**** Auszug ****

Was läuft da in Leipzig anderes?
Am Geld kann es nicht nur liegen, schließlich war dies mitten im Festival auch mal alle (Stichwort „Chaos-Treffen“ im Jahr 2000). Trotzdem hat das WGT überlebt und sich mittlerweile zu einem internationalen Kunst- und Kulturfestival entwickelt, was mit seinem Begleitprogramm mittlerweile sogar in der Hochkultur eingezogen ist. Es ist am verlängerten Pfingstwochenende seit etlichen Jahren das (!) Mekka der schwarzen Szene, wofür viele Besucher aus der gesamten Welt anreisen. Schließlich gibt es so ein Szenefestival, was sich über die gesamte Stadt verteilt und kein begrenztes Gelände hat, kein zweites Mal auf diesem Planeten. Ist dies vielleicht schon die Antwort? Oder hält die Ausstellung noch Weitere bereit??

****

Arbeitsauftrag = Fasse den Auszug über das WGT in Leipzig in zwei Sätzen zusammen. Die Zeilen stehen in keinem Zusammenhang mit dem Auszug.

**** Angezeigte Daten ****

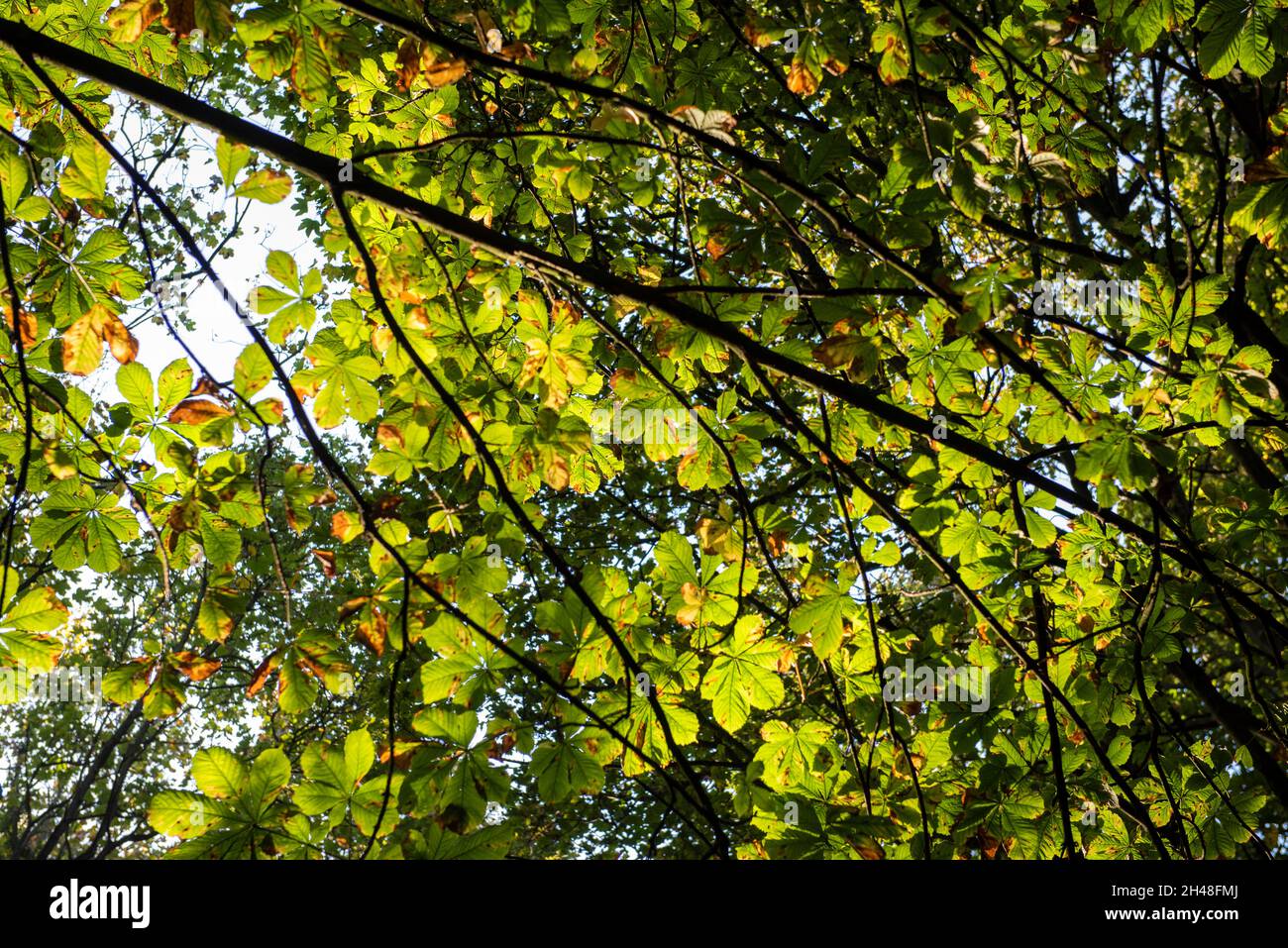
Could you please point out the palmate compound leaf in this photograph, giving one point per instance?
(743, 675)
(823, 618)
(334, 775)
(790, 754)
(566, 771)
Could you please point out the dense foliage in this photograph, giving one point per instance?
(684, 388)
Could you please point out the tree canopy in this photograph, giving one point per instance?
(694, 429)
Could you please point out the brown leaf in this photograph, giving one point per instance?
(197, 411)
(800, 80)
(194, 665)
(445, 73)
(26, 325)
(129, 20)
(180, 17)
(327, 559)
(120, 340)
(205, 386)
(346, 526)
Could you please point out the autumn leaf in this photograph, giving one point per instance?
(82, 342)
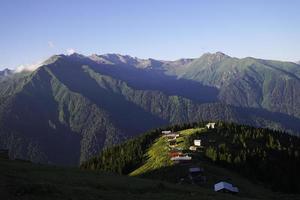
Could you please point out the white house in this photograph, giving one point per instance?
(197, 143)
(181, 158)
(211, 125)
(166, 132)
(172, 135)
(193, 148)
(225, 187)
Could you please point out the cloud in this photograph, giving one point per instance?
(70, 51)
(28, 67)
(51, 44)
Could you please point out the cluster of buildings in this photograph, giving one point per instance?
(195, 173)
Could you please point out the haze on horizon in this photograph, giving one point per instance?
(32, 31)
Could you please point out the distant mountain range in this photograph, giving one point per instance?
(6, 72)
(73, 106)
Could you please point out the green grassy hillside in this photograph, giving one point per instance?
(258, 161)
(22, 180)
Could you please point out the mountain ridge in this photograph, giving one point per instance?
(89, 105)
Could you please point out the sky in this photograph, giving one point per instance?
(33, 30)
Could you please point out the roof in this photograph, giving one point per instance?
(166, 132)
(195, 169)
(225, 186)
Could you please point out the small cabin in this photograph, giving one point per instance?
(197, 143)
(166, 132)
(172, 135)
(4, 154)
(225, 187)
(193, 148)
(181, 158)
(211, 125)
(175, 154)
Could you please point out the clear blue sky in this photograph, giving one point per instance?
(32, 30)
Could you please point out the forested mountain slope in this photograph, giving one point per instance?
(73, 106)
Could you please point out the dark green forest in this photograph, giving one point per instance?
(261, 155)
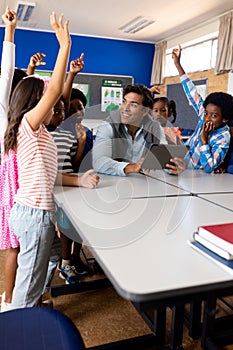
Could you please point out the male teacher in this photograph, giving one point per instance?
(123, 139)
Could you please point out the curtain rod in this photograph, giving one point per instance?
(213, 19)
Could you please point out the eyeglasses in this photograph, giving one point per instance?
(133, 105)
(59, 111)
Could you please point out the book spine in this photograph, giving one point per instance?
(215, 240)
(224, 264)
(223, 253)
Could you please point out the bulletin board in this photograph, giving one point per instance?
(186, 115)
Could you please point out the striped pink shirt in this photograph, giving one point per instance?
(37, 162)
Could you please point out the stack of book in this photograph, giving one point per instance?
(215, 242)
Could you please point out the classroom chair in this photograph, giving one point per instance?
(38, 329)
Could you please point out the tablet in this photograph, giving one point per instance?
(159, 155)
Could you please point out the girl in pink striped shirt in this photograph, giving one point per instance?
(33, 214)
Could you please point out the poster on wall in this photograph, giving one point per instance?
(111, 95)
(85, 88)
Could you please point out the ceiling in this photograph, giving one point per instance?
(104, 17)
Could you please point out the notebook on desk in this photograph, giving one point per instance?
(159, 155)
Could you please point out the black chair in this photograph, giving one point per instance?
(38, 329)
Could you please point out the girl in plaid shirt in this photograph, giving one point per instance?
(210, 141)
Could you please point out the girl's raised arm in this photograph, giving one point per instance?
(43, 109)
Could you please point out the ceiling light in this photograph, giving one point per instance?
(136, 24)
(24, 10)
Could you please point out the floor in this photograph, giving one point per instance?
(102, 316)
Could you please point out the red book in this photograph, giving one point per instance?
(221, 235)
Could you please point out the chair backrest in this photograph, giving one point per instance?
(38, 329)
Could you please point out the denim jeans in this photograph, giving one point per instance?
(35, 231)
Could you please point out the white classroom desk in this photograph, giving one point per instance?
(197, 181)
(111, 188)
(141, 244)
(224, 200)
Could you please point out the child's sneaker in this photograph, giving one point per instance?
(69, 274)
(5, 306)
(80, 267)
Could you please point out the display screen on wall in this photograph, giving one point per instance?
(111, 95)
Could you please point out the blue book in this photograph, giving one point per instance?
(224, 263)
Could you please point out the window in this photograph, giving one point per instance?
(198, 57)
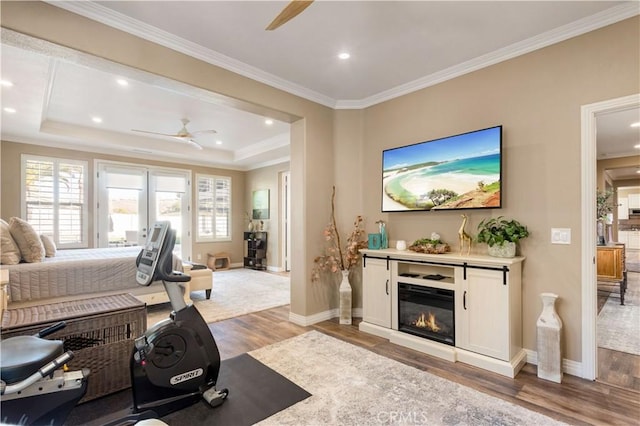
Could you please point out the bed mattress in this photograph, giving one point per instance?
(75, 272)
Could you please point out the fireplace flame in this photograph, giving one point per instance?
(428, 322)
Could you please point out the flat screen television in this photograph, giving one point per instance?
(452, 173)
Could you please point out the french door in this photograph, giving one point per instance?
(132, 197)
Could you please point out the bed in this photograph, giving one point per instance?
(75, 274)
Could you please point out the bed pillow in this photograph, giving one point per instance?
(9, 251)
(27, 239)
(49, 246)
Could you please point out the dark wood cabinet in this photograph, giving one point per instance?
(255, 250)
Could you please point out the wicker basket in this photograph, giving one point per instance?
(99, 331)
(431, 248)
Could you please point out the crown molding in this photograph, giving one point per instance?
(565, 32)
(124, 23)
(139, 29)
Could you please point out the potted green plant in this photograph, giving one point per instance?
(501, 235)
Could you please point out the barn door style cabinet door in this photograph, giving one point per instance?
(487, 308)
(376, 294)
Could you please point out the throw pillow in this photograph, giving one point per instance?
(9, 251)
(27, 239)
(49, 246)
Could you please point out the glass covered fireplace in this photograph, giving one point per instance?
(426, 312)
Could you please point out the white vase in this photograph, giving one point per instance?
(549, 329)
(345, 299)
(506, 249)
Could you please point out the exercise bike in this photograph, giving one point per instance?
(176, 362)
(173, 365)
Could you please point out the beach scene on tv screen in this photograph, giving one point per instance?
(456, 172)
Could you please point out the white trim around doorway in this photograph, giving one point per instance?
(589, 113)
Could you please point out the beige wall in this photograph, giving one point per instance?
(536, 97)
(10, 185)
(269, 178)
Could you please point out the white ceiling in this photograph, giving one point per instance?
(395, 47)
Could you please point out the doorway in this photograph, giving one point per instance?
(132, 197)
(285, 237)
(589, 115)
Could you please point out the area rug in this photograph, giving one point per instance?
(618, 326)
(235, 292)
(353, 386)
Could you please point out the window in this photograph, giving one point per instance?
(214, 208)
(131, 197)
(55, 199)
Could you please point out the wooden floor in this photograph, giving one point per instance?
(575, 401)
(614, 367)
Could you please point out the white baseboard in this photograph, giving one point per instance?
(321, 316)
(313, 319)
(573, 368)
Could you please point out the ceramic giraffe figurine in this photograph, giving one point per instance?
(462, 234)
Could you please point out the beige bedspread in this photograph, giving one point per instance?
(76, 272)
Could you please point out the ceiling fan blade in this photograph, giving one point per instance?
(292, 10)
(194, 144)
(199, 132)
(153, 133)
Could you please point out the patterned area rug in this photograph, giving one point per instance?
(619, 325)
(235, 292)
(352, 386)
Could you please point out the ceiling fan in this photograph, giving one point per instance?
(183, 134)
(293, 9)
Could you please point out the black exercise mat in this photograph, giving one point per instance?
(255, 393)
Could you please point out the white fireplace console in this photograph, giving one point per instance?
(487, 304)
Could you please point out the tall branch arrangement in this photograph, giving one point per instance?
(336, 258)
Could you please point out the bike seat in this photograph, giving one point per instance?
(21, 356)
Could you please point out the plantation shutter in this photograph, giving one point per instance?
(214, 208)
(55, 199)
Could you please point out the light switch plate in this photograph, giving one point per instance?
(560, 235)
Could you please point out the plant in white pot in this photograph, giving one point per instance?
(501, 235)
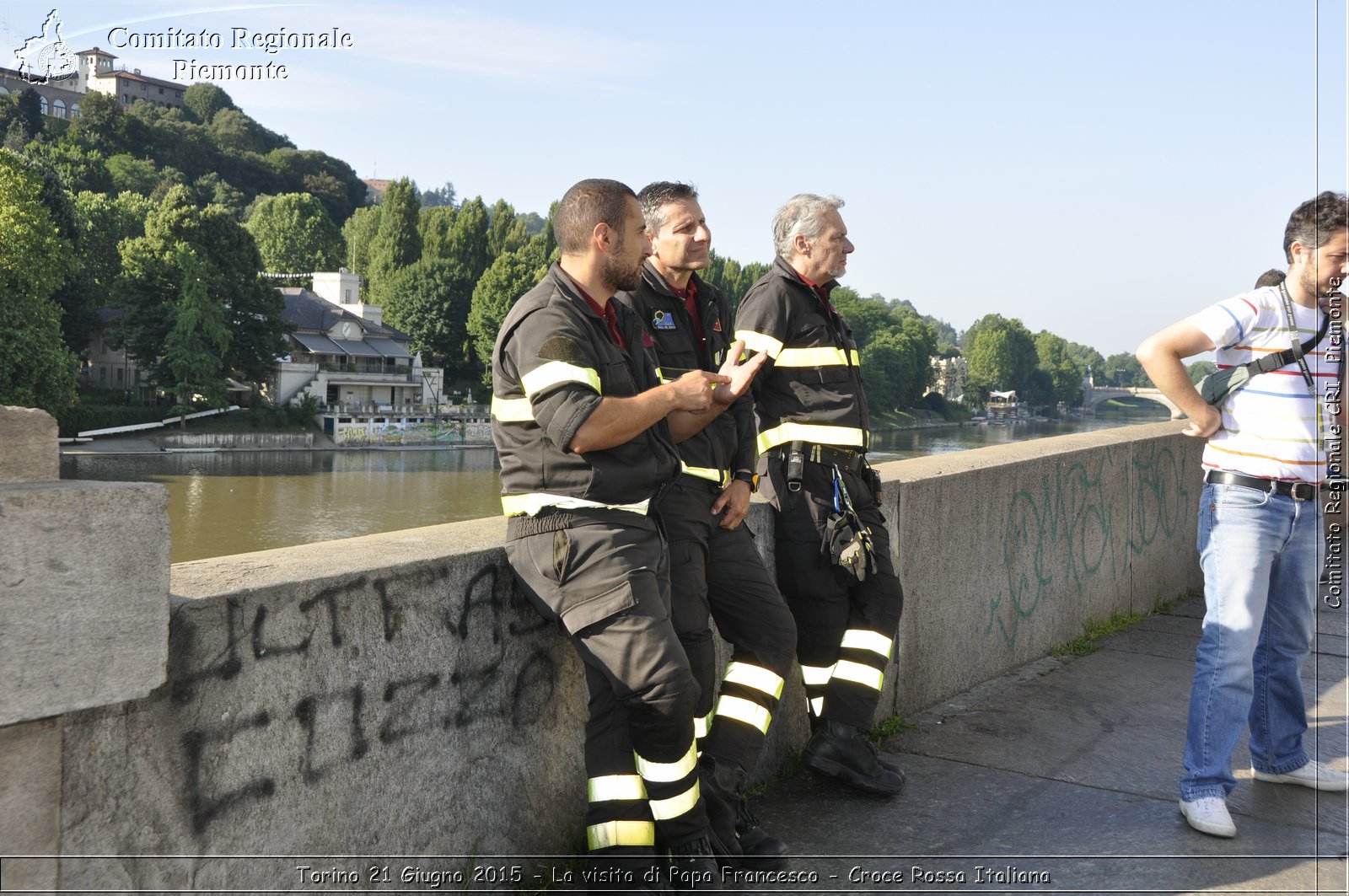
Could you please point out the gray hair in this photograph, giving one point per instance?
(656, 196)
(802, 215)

****

Ergebnis = Obwohl dem WGT im Jahr 2000 mitten im Festival das Geld ausging, hat es überlebt und sich zu einem internationalen Kunst- und Kulturfestival entwickelt, dessen Begleitprogramm inzwischen sogar in der Hochkultur angekommen ist. Seit etlichen Jahren ist es am verlängerten Pfingstwochenende das Mekka der schwarzen Szene mit Besuchern aus der ganzen Welt und weltweit einzigartig, weil es sich ohne begrenztes Gelände über die gesamte Stadt verteilt.